**Objective**
Output every line from the start of the items through the line with "Target: light brown bead" as a Markdown table, including that line and leaving out any blank lines. Use two columns: Row for the row number and Line for the line itself.

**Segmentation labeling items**
((

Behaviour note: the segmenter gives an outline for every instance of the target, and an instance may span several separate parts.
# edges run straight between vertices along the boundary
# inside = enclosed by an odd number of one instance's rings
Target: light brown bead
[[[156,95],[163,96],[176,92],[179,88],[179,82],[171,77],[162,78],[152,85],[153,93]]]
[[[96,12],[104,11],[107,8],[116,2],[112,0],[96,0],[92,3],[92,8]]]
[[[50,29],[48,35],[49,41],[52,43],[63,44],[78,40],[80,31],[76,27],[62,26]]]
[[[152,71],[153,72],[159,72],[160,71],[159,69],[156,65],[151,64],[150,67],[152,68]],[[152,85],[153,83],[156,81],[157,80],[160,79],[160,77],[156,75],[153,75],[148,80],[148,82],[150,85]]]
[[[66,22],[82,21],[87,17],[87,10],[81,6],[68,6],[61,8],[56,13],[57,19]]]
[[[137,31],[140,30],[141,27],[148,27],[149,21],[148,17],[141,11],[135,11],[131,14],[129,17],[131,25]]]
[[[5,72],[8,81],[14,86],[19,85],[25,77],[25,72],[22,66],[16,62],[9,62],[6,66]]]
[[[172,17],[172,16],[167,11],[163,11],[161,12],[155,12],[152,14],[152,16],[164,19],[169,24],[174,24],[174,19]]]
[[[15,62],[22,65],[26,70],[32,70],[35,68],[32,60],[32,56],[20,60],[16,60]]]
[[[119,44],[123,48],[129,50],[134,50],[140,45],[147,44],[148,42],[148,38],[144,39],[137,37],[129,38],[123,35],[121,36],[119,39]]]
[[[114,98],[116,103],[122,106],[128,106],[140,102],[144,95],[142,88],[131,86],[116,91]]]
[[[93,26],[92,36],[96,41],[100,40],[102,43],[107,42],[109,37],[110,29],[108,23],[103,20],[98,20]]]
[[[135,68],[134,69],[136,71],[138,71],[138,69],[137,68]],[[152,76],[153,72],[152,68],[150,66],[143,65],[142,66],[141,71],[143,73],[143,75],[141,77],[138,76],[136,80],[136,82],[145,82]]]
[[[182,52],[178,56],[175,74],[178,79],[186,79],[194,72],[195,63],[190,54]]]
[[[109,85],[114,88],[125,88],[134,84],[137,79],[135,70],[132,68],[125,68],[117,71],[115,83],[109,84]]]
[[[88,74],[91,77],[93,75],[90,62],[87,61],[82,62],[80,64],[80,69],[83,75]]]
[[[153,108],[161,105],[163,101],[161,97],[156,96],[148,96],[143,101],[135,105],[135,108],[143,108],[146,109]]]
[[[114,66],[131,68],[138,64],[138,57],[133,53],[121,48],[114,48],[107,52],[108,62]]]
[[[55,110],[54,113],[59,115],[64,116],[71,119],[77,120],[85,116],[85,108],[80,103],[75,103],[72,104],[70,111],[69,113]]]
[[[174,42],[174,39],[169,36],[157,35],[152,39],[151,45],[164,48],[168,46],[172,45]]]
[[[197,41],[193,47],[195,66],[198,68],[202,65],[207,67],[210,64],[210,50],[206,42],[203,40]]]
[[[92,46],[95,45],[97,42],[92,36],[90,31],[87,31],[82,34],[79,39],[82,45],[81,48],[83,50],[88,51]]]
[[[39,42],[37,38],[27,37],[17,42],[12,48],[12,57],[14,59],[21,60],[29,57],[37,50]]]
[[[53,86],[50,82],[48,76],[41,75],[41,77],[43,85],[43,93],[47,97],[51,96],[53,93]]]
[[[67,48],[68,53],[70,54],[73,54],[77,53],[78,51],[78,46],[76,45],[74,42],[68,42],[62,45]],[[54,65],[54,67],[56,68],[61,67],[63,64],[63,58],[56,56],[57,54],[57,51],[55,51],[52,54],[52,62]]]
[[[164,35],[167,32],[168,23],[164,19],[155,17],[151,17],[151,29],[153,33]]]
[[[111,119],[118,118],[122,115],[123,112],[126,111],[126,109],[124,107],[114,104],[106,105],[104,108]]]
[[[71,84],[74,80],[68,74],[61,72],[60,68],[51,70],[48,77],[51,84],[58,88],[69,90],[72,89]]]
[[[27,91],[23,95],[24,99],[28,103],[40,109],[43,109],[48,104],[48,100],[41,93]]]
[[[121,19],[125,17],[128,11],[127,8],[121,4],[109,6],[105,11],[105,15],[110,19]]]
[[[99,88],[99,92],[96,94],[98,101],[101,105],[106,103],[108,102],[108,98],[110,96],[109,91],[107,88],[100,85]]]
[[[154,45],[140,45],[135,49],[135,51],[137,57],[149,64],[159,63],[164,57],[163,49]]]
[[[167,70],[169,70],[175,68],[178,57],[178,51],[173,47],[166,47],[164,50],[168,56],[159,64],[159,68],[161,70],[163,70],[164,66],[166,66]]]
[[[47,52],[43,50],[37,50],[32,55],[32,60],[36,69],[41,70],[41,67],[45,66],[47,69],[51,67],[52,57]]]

))

**Completed task**
| Row | Line |
|---|---|
| 1 | Behaviour note: the segmenter gives an outline for every instance of the target, and an instance may span several separate parts. |
| 2 | # edges run straight between vertices along the boundary |
| 3 | # inside = enclosed by an odd number of one instance's rings |
| 4 | Target: light brown bead |